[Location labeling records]
## Begin
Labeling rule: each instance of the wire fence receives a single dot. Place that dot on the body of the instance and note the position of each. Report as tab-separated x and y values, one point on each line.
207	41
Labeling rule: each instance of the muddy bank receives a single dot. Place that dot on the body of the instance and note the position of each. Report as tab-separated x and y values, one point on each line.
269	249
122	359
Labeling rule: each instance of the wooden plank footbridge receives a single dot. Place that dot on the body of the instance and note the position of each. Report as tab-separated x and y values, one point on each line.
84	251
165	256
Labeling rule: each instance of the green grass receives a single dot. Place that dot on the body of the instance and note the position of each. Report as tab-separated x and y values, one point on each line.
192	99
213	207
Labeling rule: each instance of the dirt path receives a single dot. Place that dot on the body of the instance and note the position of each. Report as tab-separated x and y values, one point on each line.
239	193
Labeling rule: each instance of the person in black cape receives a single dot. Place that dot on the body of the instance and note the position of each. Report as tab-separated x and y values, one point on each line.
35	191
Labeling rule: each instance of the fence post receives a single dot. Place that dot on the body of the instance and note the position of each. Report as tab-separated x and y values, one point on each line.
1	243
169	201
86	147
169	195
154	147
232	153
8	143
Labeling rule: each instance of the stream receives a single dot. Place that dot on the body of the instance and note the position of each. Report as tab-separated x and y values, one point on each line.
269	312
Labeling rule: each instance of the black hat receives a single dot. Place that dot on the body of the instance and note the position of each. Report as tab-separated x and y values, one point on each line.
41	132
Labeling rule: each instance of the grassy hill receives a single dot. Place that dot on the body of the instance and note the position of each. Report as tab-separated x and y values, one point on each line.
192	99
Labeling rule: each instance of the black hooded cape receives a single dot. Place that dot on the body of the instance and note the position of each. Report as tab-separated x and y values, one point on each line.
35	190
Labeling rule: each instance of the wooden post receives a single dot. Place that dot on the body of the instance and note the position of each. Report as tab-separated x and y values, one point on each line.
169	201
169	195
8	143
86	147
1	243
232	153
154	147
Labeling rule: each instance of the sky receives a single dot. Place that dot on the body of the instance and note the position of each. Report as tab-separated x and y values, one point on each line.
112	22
## End
#### What you have to do:
Extract all of the data shown above and repeat it verbatim.

#### Solution to the exercise:
Labeling rule: each instance of the wire fence receives a single dot. Place that dot on the body of the instance and note the position of each. Report as tab-separated x and y values, one point on each line.
207	41
Labeling rule: each instance of the muddy bank receives a single dot. Place that dot on the body of the instance and note the position of each. Report as tab-separated x and y values, one point on each line.
269	249
122	359
Labeling rule: each instance of the wooden plank footbridge receives a single dot. Place that dot on the body of the instance and note the position of each. Report as tab-separated x and y values, one point on each line.
84	251
165	256
Labeling rule: each instance of the green grass receives a single dot. Place that dot on the body of the instance and note the position of each. Report as tab-separated x and y values, one point on each line.
192	99
213	207
Labeling rule: each instance of the dirt path receives a single dot. Place that dot on the body of the instance and note the position of each. Report as tab-separated x and y values, one point on each line.
239	193
Labeling rule: each instance of the person in black cape receives a single dot. Place that dot on the body of the instance and note the position of each. Report as tab-separated x and y values, one point on each line.
35	191
Labeling rule: each instance of the fence post receives a single dot. Place that dot on the body of the instance and note the position of each. Report as tab-separated x and y values, one point on each line.
1	243
169	201
86	147
169	195
154	147
232	153
8	143
Labeling rule: each instance of the stream receives a single dot. Place that dot on the body of the instance and note the position of each. Report as tab-separated x and y values, one point on each line.
269	312
Labeling rule: each instance of the black hat receives a single dot. Place that dot on the body of the instance and note the position of each. Report as tab-separated x and y values, one point on each line.
41	132
Labeling rule: each instance of the grassy hill receives a single dot. Place that dot on the body of the instance and note the position of each. Report as tab-separated x and y values, one point on each line.
192	99
Labeling rule: each instance of the black hooded cape receives a single dot. Place that dot on the body of the instance and note the position of each. Report as tab-separated x and y values, one point on each line.
35	190
Labeling rule: each instance of the wooden post receives a single dot. Place that dot on the body of the instance and note the position of each. Report as tab-separated x and y values, one point on each line.
169	201
169	195
8	143
86	147
1	243
232	153
154	147
Labeling rule: each instance of the sky receives a single dot. Place that dot on the body of the instance and note the position of each. Report as tab-separated x and y values, one point on each line.
112	22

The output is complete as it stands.